— Start Dataset excerpts —

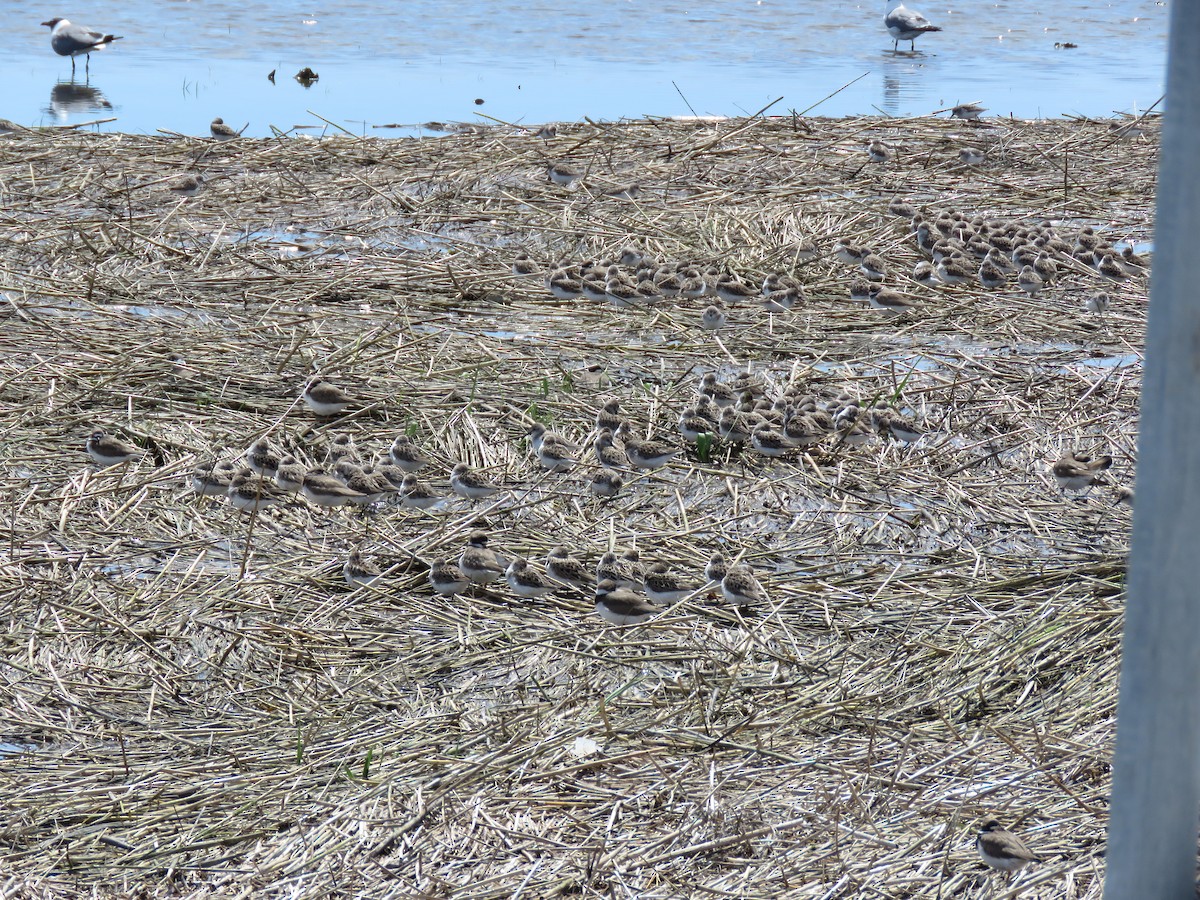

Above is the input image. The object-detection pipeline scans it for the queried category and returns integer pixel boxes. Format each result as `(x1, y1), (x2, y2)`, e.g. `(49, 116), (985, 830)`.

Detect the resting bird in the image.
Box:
(42, 17), (121, 72)
(883, 0), (942, 53)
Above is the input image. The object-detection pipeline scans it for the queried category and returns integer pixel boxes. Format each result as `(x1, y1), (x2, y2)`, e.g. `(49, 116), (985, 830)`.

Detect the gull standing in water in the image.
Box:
(883, 0), (942, 53)
(42, 17), (121, 73)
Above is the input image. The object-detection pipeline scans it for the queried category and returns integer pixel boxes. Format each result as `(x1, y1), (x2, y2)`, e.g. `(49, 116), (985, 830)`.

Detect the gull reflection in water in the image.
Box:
(46, 82), (113, 121)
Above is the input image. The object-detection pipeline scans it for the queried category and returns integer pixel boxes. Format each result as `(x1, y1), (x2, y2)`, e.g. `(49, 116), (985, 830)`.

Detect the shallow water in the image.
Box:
(0, 0), (1168, 136)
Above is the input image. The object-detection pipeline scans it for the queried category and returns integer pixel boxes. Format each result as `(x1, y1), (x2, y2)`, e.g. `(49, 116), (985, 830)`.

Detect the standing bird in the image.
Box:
(976, 818), (1042, 872)
(42, 17), (121, 74)
(209, 115), (241, 140)
(883, 0), (942, 53)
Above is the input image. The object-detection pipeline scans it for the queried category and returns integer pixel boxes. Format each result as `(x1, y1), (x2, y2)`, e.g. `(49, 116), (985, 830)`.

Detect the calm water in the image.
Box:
(0, 0), (1168, 134)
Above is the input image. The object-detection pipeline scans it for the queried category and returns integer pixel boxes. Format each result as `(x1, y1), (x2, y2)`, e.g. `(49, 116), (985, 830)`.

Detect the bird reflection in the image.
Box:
(46, 82), (113, 121)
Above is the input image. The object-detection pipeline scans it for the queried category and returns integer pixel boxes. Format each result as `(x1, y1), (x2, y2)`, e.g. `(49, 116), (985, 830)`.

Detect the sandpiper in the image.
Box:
(618, 422), (679, 470)
(458, 530), (508, 584)
(342, 550), (383, 588)
(870, 287), (917, 316)
(228, 469), (286, 512)
(400, 472), (443, 509)
(704, 552), (730, 584)
(588, 469), (625, 499)
(245, 438), (280, 479)
(721, 565), (767, 608)
(529, 422), (580, 472)
(546, 547), (594, 589)
(750, 424), (792, 456)
(304, 378), (352, 415)
(450, 462), (500, 500)
(300, 469), (366, 506)
(1050, 451), (1112, 491)
(546, 271), (583, 300)
(950, 103), (988, 121)
(883, 0), (942, 53)
(275, 454), (308, 493)
(1016, 265), (1045, 296)
(191, 460), (236, 497)
(976, 818), (1042, 872)
(388, 434), (430, 472)
(715, 275), (760, 305)
(504, 557), (554, 600)
(428, 559), (470, 596)
(858, 253), (888, 281)
(592, 428), (625, 472)
(1084, 290), (1112, 316)
(696, 372), (738, 409)
(596, 397), (625, 431)
(700, 305), (726, 331)
(979, 259), (1008, 290)
(643, 563), (692, 605)
(595, 580), (659, 625)
(596, 550), (642, 590)
(209, 115), (241, 140)
(86, 428), (142, 468)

— End Dataset excerpts —

[Problem details]:
Pull out every line in the items above that contains the string "reflection" and copy each one in full. Only matches with the same capitalization count.

[Written solution]:
Detect the gull reflection in water in the image.
Detect the bird reflection in the image.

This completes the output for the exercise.